##### Provided data
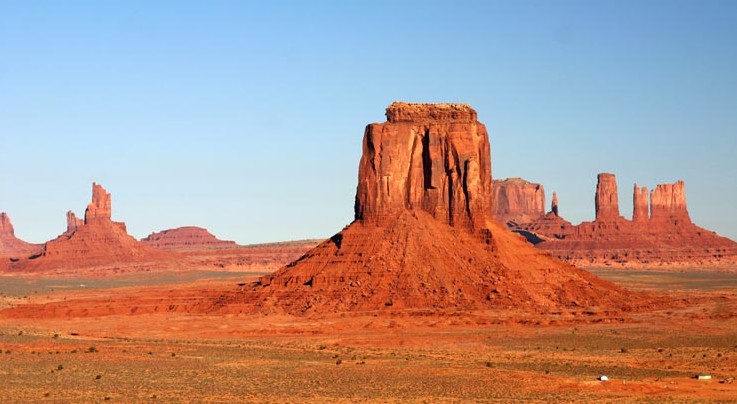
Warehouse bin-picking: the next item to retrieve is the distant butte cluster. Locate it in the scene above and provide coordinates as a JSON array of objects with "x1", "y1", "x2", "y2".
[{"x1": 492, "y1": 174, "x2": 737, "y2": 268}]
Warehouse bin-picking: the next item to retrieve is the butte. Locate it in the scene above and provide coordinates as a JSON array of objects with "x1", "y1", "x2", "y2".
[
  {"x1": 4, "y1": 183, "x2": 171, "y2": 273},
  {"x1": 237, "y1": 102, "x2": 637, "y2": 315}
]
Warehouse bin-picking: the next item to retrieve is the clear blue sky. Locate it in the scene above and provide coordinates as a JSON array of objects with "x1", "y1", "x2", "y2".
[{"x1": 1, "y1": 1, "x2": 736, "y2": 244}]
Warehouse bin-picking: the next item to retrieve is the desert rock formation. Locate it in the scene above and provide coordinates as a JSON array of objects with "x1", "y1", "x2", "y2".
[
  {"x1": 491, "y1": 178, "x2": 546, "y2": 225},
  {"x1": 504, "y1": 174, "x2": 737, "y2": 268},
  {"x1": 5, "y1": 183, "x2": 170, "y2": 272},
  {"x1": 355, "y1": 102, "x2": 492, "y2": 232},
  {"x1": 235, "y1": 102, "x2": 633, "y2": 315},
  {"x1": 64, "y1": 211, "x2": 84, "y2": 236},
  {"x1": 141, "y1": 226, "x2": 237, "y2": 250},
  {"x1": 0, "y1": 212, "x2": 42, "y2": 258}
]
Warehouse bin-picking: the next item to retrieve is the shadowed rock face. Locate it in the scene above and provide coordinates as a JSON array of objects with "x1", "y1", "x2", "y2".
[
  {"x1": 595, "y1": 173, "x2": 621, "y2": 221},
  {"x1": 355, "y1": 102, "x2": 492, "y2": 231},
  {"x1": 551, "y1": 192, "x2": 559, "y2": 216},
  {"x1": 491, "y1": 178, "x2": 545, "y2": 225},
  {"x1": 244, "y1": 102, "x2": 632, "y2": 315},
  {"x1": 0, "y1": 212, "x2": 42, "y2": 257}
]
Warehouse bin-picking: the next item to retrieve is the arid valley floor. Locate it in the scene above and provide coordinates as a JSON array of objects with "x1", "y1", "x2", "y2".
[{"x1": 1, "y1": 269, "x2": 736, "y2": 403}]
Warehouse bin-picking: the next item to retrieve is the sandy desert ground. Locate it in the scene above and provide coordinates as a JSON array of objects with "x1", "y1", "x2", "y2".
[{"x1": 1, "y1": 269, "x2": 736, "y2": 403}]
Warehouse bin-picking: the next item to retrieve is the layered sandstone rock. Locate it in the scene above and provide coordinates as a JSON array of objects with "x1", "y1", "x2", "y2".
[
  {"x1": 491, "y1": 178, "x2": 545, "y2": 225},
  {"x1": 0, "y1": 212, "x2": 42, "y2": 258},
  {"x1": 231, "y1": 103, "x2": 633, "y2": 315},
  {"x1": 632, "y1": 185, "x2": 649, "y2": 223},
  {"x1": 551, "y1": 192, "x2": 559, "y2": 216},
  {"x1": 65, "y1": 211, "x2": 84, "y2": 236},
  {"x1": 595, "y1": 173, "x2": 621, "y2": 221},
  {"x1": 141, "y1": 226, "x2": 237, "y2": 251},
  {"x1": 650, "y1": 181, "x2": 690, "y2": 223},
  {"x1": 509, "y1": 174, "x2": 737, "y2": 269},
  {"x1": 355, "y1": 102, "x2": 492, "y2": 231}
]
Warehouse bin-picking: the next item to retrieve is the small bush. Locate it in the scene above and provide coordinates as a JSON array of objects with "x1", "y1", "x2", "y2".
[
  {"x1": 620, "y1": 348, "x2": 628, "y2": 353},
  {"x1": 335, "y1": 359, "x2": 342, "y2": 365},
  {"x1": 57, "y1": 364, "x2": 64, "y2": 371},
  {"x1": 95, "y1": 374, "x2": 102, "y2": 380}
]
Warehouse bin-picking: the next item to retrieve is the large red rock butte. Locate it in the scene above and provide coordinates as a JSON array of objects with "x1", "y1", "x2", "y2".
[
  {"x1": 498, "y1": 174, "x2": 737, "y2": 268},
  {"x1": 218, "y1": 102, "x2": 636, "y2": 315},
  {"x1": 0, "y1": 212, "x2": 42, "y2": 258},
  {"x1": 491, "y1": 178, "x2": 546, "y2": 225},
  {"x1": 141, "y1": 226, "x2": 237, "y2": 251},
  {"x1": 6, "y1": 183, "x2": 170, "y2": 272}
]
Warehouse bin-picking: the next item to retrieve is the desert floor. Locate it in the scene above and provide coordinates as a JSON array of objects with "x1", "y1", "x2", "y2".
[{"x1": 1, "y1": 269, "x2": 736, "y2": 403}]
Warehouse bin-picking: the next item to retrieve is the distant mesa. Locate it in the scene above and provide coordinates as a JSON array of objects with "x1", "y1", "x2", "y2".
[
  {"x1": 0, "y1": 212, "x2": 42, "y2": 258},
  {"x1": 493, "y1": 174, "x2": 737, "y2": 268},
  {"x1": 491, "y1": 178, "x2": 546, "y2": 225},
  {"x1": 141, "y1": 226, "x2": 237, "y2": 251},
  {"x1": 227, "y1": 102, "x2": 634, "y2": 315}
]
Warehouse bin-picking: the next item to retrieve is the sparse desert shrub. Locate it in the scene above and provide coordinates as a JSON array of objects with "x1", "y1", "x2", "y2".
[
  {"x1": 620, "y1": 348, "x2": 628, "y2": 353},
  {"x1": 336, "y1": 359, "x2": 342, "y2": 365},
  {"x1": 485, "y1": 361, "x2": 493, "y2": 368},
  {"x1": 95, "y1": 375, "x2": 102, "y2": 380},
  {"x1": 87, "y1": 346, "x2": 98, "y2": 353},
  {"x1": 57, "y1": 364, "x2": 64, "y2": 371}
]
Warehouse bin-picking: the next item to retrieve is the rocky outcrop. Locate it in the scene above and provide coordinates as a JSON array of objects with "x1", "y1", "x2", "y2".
##########
◆ Instructions for the task ◆
Output these and nothing else: the lines from the one holding "Warehouse bin-picking: the next item to retrieve is the sparse" through the final line of the entries above, exactly as they appear.

◆ Problem solution ◆
Warehouse bin-picking: the next item to retrieve is the sparse desert shrub. Locate it in the scene above and provide coordinates as a JSON array of objects with "x1", "y1", "x2", "y2".
[
  {"x1": 620, "y1": 348, "x2": 628, "y2": 353},
  {"x1": 336, "y1": 359, "x2": 342, "y2": 365},
  {"x1": 485, "y1": 361, "x2": 493, "y2": 368},
  {"x1": 95, "y1": 375, "x2": 102, "y2": 380},
  {"x1": 87, "y1": 346, "x2": 98, "y2": 353},
  {"x1": 57, "y1": 364, "x2": 64, "y2": 371}
]
Warehouse bin-picking: the next item to retrieve is the rocky outcrop. Locate it in the scene above and provide coordinates as a JSON array of objects with "x1", "y1", "x2", "y2".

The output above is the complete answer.